Optimize safetensors loading with 1D contiguous reads and ICI resharding.

BlaziusMaximus · Orbax Authors · commit b582c81bb2ed · 2026-04-01T09:28:33.000-07:00
PiperOrigin-RevId: 892406249
diff --git a/checkpoint/orbax/checkpoint/experimental/v1/_src/layout/safetensors_layout.py b/checkpoint/orbax/checkpoint/experimental/v1/_src/layout/safetensors_layout.py
@@ -14,25 +14,32 @@
 
 """Defines `SafetensorsLayout`, a class to handle Safetensors checkpoint formats."""
 
+import asyncio
 import collections
 import json
-from typing import Any, Awaitable, Sequence, cast
+import logging
+import time
+from typing import Any, Awaitable, Sequence
 
 import jax
 import jax.numpy as jnp
 import numpy as np
-from orbax.checkpoint._src.arrays import numpy_utils
+from orbax.checkpoint._src.multihost import multihost as multihost_v0
 from orbax.checkpoint._src.path import async_path
 from orbax.checkpoint.experimental.v1._src.layout import checkpoint_layout
 from orbax.checkpoint.experimental.v1._src.metadata import types as metadata_types
 from orbax.checkpoint.experimental.v1._src.path import types
+from orbax.checkpoint.experimental.v1._src.synchronization import multihost
 
 CheckpointLayout = checkpoint_layout.CheckpointLayout
 InvalidLayoutError = checkpoint_layout.InvalidLayoutError
 Path = types.Path
 
 HEADER_NUM_BYTES = 8
 SAFETENSORS_SUFFIX = ".safetensors"
+MAX_GAP_SIZE_BYTES = (
+    32 * 1024 * 1024
+)  # 32 MB gap allowed between tensors in a coalesced read block
 
 
 def _get_dtypes() -> dict[str, Any]:
@@ -92,75 +99,6 @@ def _get_array_properties(info: dict[str, Any]) -> tuple[tuple[int, ...], Any]:
   return shape, dtype
 
 
-async def _read_non_contiguous_slice(
-    f: async_path.AsyncFile,
-    idx: tuple[slice, ...],
-    stored_shape: tuple[int, ...],
-    stored_dtype: np.dtype,
-    tensor_file_offset: int,
-) -> np.ndarray:
-  """Reads a slice of a tensor from a file.
-
-  This function solves the problem of reading a multi-dimensional slice from an
-  array where the slice's data is not stored as a single, contiguous block in
-  the file. It does so by recursively "walking" the dimensions of the slice.
-
-  Args:
-      f: The asynchronous file object (binary read mode)

WHAT YOU NEED TO DO —
1 > In the safetensors commit diff, give each parameter of the removed function `_read_non_contiguous_slice` along with its type annotation.
2 > Answer from the safetensors commit diff:
(a) What is the commit hash?
(b) What size does the new constant MAX_GAP_SIZE_BYTES set?
(c) Which name does the changed `typing` import no longer bring in?
3 > Extend the safetensors loading commit diff from the point where it stops.
The listing after this point is separate material from the safetensors commit diff.

EXTRACTED INFORMATION —
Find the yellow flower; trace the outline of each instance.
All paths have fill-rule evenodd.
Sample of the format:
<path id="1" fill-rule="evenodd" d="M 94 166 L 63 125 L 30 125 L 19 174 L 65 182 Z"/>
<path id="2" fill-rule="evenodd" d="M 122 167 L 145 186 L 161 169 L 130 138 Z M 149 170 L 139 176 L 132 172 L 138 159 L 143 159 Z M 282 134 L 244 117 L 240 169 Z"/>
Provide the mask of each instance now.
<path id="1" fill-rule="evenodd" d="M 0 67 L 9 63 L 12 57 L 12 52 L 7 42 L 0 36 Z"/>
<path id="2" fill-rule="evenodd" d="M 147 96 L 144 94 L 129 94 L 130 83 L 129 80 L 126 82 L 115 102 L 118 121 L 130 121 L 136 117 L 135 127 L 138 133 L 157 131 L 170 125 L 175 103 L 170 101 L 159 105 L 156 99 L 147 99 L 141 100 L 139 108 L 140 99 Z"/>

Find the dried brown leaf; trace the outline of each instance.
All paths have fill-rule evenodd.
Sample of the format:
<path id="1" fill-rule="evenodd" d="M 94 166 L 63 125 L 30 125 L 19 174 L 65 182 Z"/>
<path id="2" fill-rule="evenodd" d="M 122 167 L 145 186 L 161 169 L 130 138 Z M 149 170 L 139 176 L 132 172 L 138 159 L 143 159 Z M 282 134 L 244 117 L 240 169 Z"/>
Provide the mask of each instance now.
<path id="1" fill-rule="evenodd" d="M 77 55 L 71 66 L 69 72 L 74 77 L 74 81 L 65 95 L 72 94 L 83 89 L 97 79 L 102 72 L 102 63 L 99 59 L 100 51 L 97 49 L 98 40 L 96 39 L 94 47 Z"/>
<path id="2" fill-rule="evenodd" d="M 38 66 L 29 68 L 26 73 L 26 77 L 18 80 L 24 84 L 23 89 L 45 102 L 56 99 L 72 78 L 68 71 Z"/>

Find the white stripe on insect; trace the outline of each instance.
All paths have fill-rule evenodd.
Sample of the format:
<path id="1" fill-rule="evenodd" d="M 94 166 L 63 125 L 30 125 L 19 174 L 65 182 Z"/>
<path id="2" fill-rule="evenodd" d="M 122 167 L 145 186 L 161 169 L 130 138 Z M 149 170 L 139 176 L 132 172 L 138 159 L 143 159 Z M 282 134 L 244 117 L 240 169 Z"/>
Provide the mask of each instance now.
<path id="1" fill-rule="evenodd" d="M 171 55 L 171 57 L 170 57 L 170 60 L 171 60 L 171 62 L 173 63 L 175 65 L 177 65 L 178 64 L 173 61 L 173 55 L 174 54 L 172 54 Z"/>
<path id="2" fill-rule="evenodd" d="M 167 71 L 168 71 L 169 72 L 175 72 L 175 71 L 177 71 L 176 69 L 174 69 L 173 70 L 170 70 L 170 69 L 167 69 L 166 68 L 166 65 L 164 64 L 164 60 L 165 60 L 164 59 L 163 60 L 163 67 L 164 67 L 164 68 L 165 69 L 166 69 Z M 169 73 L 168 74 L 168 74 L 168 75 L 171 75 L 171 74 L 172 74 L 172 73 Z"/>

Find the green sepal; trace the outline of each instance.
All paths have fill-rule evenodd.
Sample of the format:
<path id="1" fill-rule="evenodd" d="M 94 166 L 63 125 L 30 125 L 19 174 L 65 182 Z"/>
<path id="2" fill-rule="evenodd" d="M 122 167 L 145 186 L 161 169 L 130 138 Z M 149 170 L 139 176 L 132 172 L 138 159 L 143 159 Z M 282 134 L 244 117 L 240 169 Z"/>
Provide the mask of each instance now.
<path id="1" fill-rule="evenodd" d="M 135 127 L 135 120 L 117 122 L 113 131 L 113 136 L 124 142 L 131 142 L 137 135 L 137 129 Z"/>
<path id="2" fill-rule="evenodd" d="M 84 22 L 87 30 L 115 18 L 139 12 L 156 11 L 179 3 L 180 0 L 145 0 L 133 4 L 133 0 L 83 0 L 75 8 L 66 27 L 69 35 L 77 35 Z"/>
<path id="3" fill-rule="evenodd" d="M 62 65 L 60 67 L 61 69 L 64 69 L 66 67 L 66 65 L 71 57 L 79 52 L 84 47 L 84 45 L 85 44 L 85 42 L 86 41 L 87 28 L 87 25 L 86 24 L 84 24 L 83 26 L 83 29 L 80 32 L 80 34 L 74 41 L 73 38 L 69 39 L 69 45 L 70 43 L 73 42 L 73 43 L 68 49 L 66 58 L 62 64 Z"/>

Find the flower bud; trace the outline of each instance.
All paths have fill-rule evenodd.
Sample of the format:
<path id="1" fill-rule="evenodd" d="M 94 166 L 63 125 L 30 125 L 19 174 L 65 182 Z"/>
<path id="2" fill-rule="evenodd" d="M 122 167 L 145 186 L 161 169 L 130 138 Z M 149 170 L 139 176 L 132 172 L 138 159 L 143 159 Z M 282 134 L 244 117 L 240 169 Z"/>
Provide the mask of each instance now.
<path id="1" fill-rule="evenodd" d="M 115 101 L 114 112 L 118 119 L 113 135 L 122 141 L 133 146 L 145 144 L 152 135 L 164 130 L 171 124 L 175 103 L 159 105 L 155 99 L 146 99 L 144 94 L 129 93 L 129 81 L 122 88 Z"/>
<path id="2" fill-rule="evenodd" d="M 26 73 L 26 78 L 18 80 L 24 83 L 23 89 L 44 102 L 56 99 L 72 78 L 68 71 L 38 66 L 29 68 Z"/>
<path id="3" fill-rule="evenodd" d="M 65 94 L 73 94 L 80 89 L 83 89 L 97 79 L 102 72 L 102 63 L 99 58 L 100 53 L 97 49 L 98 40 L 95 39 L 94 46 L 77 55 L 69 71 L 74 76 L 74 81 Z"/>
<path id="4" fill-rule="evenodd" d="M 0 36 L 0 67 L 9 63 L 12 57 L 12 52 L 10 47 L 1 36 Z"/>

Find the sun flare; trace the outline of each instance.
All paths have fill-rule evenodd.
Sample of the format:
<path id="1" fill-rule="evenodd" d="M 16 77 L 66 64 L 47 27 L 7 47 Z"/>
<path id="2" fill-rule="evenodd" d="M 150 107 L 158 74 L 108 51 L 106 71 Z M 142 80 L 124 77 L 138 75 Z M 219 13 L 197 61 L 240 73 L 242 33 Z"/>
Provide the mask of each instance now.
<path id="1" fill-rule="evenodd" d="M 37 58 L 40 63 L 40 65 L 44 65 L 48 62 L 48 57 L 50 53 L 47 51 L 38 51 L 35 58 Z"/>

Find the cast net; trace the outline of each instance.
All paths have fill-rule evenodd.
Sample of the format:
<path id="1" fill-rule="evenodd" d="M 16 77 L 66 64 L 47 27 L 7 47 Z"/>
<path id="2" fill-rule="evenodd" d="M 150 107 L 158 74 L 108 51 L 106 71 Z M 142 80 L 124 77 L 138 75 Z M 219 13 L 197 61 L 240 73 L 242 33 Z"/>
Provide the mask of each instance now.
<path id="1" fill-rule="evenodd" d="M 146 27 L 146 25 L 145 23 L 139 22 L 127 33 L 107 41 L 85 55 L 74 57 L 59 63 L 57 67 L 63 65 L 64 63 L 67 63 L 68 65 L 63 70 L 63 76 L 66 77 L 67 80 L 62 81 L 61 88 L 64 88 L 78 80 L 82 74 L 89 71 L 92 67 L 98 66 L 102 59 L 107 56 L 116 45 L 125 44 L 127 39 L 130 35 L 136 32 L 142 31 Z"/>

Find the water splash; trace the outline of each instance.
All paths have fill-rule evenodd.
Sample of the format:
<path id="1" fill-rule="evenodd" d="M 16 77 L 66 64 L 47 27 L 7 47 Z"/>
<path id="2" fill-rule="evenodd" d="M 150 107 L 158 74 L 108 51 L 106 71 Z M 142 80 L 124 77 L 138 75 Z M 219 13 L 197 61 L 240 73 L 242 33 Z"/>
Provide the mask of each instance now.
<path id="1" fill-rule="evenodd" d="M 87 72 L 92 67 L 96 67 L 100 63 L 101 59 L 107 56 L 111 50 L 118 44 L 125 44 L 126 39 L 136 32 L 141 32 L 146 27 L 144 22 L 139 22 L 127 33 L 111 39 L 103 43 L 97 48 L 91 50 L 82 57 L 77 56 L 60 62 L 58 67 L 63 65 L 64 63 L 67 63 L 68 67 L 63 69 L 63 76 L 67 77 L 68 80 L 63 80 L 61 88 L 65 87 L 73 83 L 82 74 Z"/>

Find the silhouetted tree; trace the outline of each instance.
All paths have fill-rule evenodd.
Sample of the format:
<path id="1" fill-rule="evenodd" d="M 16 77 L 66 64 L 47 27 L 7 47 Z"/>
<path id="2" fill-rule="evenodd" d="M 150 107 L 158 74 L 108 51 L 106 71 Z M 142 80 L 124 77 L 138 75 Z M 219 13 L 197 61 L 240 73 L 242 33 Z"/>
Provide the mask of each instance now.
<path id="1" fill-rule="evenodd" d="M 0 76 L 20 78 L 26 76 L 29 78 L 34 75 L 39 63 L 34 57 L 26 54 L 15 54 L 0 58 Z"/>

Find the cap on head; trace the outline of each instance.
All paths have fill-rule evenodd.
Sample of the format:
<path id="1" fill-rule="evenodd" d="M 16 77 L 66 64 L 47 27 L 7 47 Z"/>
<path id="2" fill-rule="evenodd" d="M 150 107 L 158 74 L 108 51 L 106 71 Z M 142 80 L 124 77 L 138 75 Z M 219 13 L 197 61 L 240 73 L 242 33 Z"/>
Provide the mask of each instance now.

RESULTS FOR THE EXERCISE —
1 >
- f: async_path.AsyncFile
- idx: tuple[slice, ...]
- stored_shape: tuple[int, ...]
- stored_dtype: np.dtype
- tensor_file_offset: int

2 >
(a) b582c81bb2ed
(b) 32 MB (32 * 1024 * 1024 bytes), the gap allowed between tensors in a coalesced read block
(c) cast

3 >
-      idx: A tuple of slice objects representing the n-dimensional slice to
-        read.
-      stored_shape: The shape of the tensor.
-      stored_dtype: The `dtype` of the tensor.
-      tensor_file_offset: The starting byte offset of the tensor's data within
-        the file.
-
-  Returns:
-      The specific tensor slice.
-  """
-  # Handle 0-d scalar case
-  if not idx:
-    await f.seek(tensor_file_offset)
-    num_bytes = np.dtype(stored_dtype).itemsize
-    scalar_bytes = await f.read(num_bytes)
-    # Reshape to () to create a 0-D NumPy array.
-    return np.frombuffer(scalar_bytes, dtype=stored_dtype).reshape(())
-
-  itemsize = np.dtype(stored_dtype).itemsize
-
-  # Calculate the byte strides for the full tensor. The stride for a
-  # dimension is the number of bytes to "jump" to get to the next element
-  # in that dimension while keeping all other indices the same.
-  global_strides = [itemsize] * len(stored_shape)
-  for i in range(len(stored_shape) - 2, -1, -1):
-    global_strides[i] = global_strides[i + 1] * stored_shape[i + 1]
-
-  async def _read_slice_recursively(dim: int, base_offset: int) -> bytes:
-    # TODO(b/438763866) - @zachmeyers to consider alternative methods.
-    s = idx[dim]  # The slice for the current dimension.
-
-    # If we are at the last dimension, the data is contiguous.
-    if dim == len(stored_shape) - 1:
-      start = base_offset + s.start * global_strides[dim]
-      num_bytes = (s.stop - s.start) * itemsize
-      await f.seek(tensor_file_offset + start)
-      return cast(bytes, await f.read(num_bytes))
-
-    # For all other dimensions, iterate through the indices
-    # of the slice and make a recursive call for the next dimension.
-    chunks = []
-    for i in range(s.start, s.stop):
-      offset = base_offset + i * global_strides[dim]
-      chunk = await _read_slice_recursively(dim + 1, offset)
-      chunks.append(chunk)
-
-    return b"".join(chunks)
-
-  # Start the recursive reading process from the first dimension.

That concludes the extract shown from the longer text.